Recorded data
'''

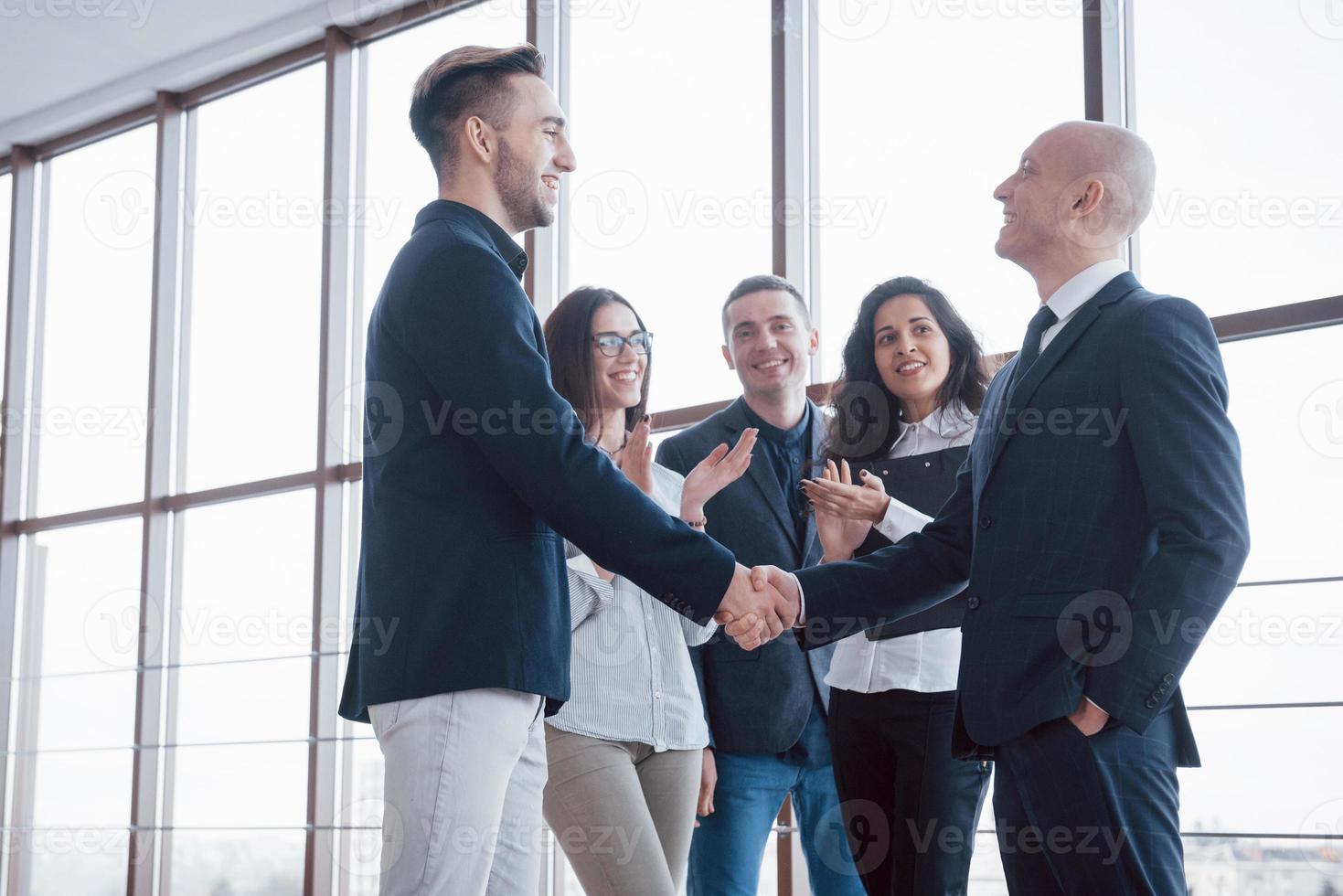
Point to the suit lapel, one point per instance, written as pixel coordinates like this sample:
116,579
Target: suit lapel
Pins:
1016,400
761,472
812,540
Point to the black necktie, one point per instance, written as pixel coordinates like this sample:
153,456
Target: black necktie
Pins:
1042,320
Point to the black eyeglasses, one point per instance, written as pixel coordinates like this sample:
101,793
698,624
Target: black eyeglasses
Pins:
612,344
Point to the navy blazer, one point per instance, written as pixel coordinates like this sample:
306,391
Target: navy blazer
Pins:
755,700
1099,521
472,463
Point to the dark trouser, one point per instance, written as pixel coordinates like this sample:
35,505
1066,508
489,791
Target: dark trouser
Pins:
910,809
1093,815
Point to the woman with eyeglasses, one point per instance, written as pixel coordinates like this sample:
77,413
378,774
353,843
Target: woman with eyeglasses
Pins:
904,414
624,752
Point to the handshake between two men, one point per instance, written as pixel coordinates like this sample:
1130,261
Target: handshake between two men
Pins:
761,603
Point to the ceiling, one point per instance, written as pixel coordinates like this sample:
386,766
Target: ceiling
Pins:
69,63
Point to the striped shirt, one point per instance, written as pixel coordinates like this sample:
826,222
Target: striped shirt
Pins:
630,675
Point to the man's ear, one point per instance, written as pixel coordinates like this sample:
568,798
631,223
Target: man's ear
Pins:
480,137
1090,197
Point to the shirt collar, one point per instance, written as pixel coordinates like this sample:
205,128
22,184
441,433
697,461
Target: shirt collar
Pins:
1082,286
947,422
508,249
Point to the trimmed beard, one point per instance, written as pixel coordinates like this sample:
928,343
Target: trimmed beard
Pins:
518,189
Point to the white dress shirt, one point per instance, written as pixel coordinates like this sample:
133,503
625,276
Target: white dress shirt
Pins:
630,675
1079,291
925,661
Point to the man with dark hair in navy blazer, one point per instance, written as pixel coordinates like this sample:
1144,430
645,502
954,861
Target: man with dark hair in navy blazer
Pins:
461,633
766,709
1099,523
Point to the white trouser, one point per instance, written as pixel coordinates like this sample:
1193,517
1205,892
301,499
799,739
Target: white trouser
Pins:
463,792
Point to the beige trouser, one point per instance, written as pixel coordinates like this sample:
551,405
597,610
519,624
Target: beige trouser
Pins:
463,790
622,813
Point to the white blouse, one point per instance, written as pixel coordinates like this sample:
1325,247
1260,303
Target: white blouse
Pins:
925,661
630,675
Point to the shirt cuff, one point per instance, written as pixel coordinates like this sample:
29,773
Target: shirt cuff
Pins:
802,604
900,520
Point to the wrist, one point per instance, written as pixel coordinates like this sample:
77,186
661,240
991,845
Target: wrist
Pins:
879,513
692,511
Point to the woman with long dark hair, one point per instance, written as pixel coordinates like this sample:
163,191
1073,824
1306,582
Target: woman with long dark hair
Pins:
624,752
904,412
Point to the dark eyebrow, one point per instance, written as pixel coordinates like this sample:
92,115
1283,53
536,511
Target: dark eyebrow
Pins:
773,317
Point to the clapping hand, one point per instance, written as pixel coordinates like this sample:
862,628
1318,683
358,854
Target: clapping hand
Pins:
837,493
635,458
715,473
839,535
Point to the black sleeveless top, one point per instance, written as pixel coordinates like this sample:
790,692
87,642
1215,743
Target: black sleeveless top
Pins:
924,483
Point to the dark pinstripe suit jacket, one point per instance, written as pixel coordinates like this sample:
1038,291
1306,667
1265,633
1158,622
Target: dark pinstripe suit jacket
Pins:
1099,521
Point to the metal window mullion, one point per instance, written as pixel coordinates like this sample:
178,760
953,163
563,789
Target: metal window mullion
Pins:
155,544
793,148
1107,46
14,406
334,355
549,248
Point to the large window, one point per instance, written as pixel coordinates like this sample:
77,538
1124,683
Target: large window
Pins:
672,200
254,222
74,707
1248,209
91,367
169,701
922,111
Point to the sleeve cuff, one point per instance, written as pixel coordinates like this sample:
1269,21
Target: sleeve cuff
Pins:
900,520
802,604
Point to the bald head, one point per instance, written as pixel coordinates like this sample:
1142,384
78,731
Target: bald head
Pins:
1080,189
1115,156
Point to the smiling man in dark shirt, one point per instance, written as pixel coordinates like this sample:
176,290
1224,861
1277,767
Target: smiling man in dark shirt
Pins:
766,709
461,630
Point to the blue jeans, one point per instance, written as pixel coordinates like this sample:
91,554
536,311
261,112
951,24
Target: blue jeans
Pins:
730,844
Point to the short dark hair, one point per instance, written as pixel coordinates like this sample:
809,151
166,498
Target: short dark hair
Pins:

'''

■ **WHAT YOU WILL DO**
Please copy out the lines of the items above unchanged, beginning at the line that contains "Point to the short" and continuing through the last line of the items.

■ **FINAL RESULT**
Point to the short dark hair, one point per instance, written as pixel coordinates like this sample:
809,151
166,498
Target: short dark hair
Pins:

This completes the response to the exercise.